- [Text section]
+++

Biggest Winner: Johnny Sauter has struggled, at times at Pocono claiming, “For whatever reason, I struggle in the tunnel turn and always have.” With just one top-5 finish in the first four races here, not much was expected but the driver of the No. 98 Toyota dodged chaos on restarts and put his truck in position to capitalize down the stretch. In the final 24 laps of the race, he gained a dozen spots and the runner-up result also pushed him to second in the season standings. It’s tracks like these, in the past where Sauter has struggled to stay consistent; notching top-5 finishes here is a good sign he’s in this title battle for the long haul.
Biggest Loser: Matt Crafton spent the whole race running solidly inside the top 10, fifth heading to the final green-white-checkered restart. But as we’ve seen so often in NASCAR, one bad move coming up to speed, in overtime can cost you 150 miles worth of working through the field. Crafton stumbled through the gears, then got rubbed the wrong way and before you knew it, his rhythm was off and the No. 88 tumbled to 14th place. Crafton didn’t talk after the race, but Lofton, who started behind him claimed the defending series champ simply lost grip heading into Turn 1 and struggled to keep control. The nine-point difference that resulted, erasing an opportunity to close in on Ryan Blaney, might be “the one that got away” he looks back on when watching someone else hold the trophy at Homestead.
Points Update: Ryan Blaney, by virtue of his fifth-place finish expands his championship lead to seven over new second-place point man Johnny Sauter. Crafton, after his freefall, sits third, 12 markers off the pace while Ron Hornaday, Jr. and Darrell Wallace, Jr. round out the top 5. Those drivers are separated by just 31 points, within a race’s worth of the lead in one of the close title races the series has seen in recent years.
German Quiroga, post-Reddick sits sixth, 43 points out while rookie Ben Kennedy is a strong seventh. Timothy Peters remains in eighth, with Joey Coulter ninth and rookie Jeb Burton cracking the top 10.

+++

Copy the stretch of the race recap from "Points Update: Ryan" through "in recent years.", putting "points" in place of "markers".

+++

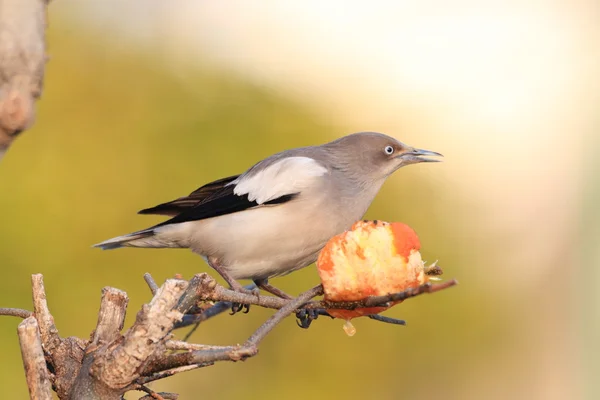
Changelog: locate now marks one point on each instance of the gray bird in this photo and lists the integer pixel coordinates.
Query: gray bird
(275, 217)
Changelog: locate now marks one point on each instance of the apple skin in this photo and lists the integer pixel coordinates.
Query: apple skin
(373, 258)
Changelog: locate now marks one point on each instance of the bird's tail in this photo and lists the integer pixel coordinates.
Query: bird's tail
(136, 239)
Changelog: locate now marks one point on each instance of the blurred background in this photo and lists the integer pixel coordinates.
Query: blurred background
(145, 101)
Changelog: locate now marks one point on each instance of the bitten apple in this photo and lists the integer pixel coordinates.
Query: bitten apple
(373, 258)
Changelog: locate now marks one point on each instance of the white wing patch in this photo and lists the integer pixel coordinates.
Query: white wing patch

+++

- [Expected output]
Points Update: Ryan Blaney, by virtue of his fifth-place finish expands his championship lead to seven over new second-place point man Johnny Sauter. Crafton, after his freefall, sits third, 12 points off the pace while Ron Hornaday, Jr. and Darrell Wallace, Jr. round out the top 5. Those drivers are separated by just 31 points, within a race’s worth of the lead in one of the close title races the series has seen in recent years.